This Agreement (the “Agreement”) made and entered on this _______ day of _______ 2009 between Condo Metropolis LLC,
a licensed Florida real estate brokerage (the “Disclosing Party”) and the other party,
_______________________________________ (the “Recipient”), and jointly referred to here as “the Parties.”

1. Recipient is genuinely interested in pursuing a potential business arrangement proposed for discussion with the Disclosing
Party. The Parties have as their purpose an interest in exploring potential capital, financial, residential and commercial real
estate and real property opportunities but do not intend that any agency or partnership relationship be created between them by
this Agreement.

2. The term “The Confidential Information” means and includes but is not limited to, the following: (a) ANY AND ALL
TO Recipient; (b) appraisals, title reports, financial statements, plat maps, resumes, programs, program plans and strategies,
copyrightable materials and designs; financial performance and projections; (c) proprietary information received or developed
under agreements, contracts, or other arrangements between Disclosing Party and third parties; such third party may permit
Disclosing Party to disclose this proprietary information to the Recipient, subject to the same provisions as Disclosing Party’s
own proprietary information; (d) materials describing trade secrets or company-private information including, but not limited
to, financial funding sources, customer lists and information; technical information including, but not limited to, program
formats, program concepts, (e) such other information as Disclosing Party may deem or designate as Confidential Information;
and (f) the terms of this Agreement.

3. Recipient acknowledges and agrees that said information is in all respects of a confidential nature and that any disclosure of
the same or use of the same by the Recipient except for the express purpose stated can and will involve harm or damages to the
Disclosing Party, its owners and / or proprietors. Recipient, including all employees, associates, its agents, third party
consultants and other sources in connection or intending to be legally bound, shall not consult with the Third Parties disclosed
by Disclosing Party in any way or form during the subsistence or after termination of this Agreement or at any time without
Disclosing Party’s prior written consent. Recipient shall not engage in a business relationship directly or indirectly, or represent
or consult with the Third Parties in any way or form for the purpose of providing service or securing services substantially
similar to the services provided by Disclosing Party without Disclosing Party’s written consent and authorization. Recipient’s
duty is to protect and NOT CIRCUMVENT Disclosing Party / Disclosing Party’s information under this Agreement for pecuniary
advantage or otherwise. Recipient shall use the Confidential Information only for the purpose of communicating and aiding the
acquisition of real estate projects.

4. Recipient agrees that the Confidential Information shall be disclosed to only those people within their respective organizations
who have a need to know the information for the better performance of their respective services, duties and obligations to the
Recipient, including representatives or advisors of parent or affiliated corporations of the Recipient who may be assisting the
Recipient in evaluating the Confidential Information and who shall have agreed in writing to be bound by the terms hereof.

5. The obligations of the above paragraph(s) shall not apply to any information which:

(a) is already public or becomes available to the public through no breach of this Agreement by the Recipient; or
(b) was in the Recipient’s possession prior to the receipt from the Disclosing Party; or
(c) is lawfully received independently from a third party who is free to disclose such information to the Recipient;
(d) or is independently developed by or on behalf of the Recipient without benefit of the disclosed Confidential Information.

- **EXTRACTED MATERIAL**
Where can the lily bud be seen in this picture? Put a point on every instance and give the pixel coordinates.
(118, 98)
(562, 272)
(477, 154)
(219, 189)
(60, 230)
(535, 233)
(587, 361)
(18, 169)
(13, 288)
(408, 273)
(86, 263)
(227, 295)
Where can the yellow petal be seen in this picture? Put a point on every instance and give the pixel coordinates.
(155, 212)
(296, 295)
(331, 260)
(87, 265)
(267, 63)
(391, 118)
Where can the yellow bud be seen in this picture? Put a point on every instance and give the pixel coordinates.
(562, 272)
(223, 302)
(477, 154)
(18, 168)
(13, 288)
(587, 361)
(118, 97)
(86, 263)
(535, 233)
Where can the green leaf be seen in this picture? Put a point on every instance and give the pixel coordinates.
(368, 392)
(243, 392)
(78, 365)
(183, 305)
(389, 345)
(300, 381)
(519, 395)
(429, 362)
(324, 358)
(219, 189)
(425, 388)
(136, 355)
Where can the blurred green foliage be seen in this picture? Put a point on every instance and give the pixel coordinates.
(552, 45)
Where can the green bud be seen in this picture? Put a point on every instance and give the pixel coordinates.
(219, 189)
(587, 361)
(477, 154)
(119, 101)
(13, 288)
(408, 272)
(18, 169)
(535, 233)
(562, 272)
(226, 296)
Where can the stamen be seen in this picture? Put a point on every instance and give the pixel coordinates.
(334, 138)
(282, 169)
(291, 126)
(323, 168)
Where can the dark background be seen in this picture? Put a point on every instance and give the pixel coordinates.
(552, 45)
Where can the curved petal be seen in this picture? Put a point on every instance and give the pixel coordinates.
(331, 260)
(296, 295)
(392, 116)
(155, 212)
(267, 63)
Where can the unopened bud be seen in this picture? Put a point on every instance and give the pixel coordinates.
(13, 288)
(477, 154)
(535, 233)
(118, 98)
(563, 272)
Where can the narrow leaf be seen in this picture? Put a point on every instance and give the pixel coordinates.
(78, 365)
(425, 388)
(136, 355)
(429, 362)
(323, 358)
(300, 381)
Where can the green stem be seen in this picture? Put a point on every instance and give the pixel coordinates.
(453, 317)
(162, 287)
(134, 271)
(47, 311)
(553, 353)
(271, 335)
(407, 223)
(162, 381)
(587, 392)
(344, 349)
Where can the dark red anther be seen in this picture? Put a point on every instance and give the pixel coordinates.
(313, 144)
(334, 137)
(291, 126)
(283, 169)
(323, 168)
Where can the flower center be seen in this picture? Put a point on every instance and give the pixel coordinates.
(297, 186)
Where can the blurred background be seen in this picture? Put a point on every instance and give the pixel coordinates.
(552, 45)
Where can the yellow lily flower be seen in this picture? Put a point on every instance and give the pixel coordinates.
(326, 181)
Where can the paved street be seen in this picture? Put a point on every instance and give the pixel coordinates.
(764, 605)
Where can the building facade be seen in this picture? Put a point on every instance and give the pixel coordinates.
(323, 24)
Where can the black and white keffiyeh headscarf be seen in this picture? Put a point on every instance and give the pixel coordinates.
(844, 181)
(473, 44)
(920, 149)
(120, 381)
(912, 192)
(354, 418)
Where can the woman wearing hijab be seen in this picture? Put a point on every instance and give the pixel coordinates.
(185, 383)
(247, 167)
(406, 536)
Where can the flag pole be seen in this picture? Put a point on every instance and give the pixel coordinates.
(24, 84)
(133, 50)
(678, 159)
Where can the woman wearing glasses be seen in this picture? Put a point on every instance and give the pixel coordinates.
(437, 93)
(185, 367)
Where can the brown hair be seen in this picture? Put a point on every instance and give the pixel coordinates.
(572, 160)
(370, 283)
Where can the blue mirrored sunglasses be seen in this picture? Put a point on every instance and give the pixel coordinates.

- **WORK TO COMPLETE**
Please retype, word for word, the stretch of the confidentiality agreement that begins with the words containing "(a) is already" and finishes with "disclosed Confidential Information.".

- **EXERCISE RESULT**
(a) is already public or becomes available to the public through no breach of this Agreement by the Recipient; or
(b) was in the Recipient’s possession prior to the receipt from the Disclosing Party; or
(c) is lawfully received independently from a third party who is free to disclose such information to the Recipient;
(d) or is independently developed by or on behalf of the Recipient without benefit of the disclosed Confidential Information.